▶ _Records for the exercise_
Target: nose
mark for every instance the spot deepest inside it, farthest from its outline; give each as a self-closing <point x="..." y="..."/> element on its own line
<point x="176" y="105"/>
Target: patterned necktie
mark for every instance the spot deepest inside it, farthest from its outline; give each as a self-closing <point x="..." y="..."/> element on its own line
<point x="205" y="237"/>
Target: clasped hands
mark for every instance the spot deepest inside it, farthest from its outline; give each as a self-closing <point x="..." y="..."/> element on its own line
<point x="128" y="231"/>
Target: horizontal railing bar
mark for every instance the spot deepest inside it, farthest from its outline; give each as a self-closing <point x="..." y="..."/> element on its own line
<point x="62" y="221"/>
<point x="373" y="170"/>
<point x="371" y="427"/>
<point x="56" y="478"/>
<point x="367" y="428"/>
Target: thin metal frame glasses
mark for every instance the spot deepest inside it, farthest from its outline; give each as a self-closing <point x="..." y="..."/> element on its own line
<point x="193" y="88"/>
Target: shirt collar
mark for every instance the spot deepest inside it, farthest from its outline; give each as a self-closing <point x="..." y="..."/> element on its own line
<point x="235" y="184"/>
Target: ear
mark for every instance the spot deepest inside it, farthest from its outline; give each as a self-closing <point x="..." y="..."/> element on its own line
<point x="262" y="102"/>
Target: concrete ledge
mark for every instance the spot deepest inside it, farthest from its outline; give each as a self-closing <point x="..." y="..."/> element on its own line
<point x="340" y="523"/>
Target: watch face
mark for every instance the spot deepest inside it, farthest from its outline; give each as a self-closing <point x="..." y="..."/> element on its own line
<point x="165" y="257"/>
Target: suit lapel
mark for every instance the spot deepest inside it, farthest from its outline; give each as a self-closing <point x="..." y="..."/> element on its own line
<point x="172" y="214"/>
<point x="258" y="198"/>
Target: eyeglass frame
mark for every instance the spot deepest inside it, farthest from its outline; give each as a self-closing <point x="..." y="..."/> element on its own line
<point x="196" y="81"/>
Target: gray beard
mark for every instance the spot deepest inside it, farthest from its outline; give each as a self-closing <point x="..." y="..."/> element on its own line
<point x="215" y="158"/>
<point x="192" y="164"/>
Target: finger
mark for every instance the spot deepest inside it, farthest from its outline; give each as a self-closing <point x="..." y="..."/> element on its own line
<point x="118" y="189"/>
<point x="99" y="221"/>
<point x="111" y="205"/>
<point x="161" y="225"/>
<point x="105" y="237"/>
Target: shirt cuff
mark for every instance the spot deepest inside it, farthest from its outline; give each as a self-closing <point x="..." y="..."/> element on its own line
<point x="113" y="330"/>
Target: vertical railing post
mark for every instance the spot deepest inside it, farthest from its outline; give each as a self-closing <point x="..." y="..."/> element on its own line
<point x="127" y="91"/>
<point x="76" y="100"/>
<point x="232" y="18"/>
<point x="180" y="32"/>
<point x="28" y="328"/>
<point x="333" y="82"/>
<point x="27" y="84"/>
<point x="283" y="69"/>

▶ _Task directions_
Extract every entry in the listing word for word.

▶ _Full solution_
Target: nose
mark for every instance the spot deepest inside it, farthest from its outline; give each as a self-closing <point x="..." y="..."/> element on its own line
<point x="176" y="105"/>
Target: patterned necktie
mark for every instance the spot deepest inside it, farthest from its outline; give each as a self-closing <point x="..." y="..."/> element on its own line
<point x="205" y="237"/>
Target: clasped hands
mark for every instance the spot deepest inside it, farthest from its outline; give each as a self-closing <point x="..." y="..."/> element on its own line
<point x="128" y="231"/>
Target: horizontal railing bar
mark for every instance the spot deepest inside it, farthest from its outline; give each as a self-closing <point x="..." y="..."/> element on its own line
<point x="62" y="221"/>
<point x="373" y="170"/>
<point x="371" y="427"/>
<point x="56" y="478"/>
<point x="367" y="428"/>
Target: thin metal frame glasses
mark for every instance the spot deepest inside it, farthest from its outline; give each as a self-closing <point x="..." y="..."/> element on its own line
<point x="193" y="88"/>
Target: shirt collar
mark for every instance the spot deepest inside it, farthest from its outline; give each as a self-closing <point x="..." y="..."/> element on its own line
<point x="235" y="184"/>
Target: ear
mark for every instance the spot deepest inside it, farthest from its outline; give each as a self-closing <point x="..." y="..."/> element on its own line
<point x="262" y="102"/>
Target: concrete ledge
mark for every instance the spot deepest inside it, farthest from its outline; give each as a self-closing <point x="..." y="..."/> element on its own line
<point x="340" y="523"/>
Target: watch face
mark for every instance the spot deepest inside it, farthest from its outline; give each as a self-closing <point x="..." y="..."/> element on its own line
<point x="165" y="257"/>
Target: suit lapel
mark for every instance the spot deepest inside it, farthest from its outline; give each as a self-closing <point x="..." y="..."/> element on its own line
<point x="172" y="214"/>
<point x="258" y="198"/>
Target: eyeglass frame
mark for every instance the spot deepest inside it, farthest from its outline; give each as a self-closing <point x="..." y="..."/> element on its own line
<point x="196" y="81"/>
Target: gray beard
mark for every instance the spot deepest inside it, farthest from its outline; give each as a self-closing <point x="..." y="..."/> element on its own line
<point x="215" y="158"/>
<point x="192" y="164"/>
Target: finger
mark for every instance the spot deepest inside it, farthest from its outline; give each as a self-closing <point x="..." y="..."/> element on its own line
<point x="118" y="189"/>
<point x="99" y="221"/>
<point x="111" y="205"/>
<point x="161" y="225"/>
<point x="105" y="237"/>
Target: shirt cuff
mark for every instance the spot deepest inside it, farthest from its outline; give each as a self-closing <point x="..." y="..."/> element on its own line
<point x="113" y="330"/>
Target: vertical railing post
mark for every instance the spot deepest inside it, farthest from its outline; give each as a self-closing <point x="..." y="..."/> element on its own line
<point x="127" y="91"/>
<point x="76" y="100"/>
<point x="232" y="18"/>
<point x="180" y="32"/>
<point x="28" y="328"/>
<point x="333" y="82"/>
<point x="27" y="84"/>
<point x="283" y="69"/>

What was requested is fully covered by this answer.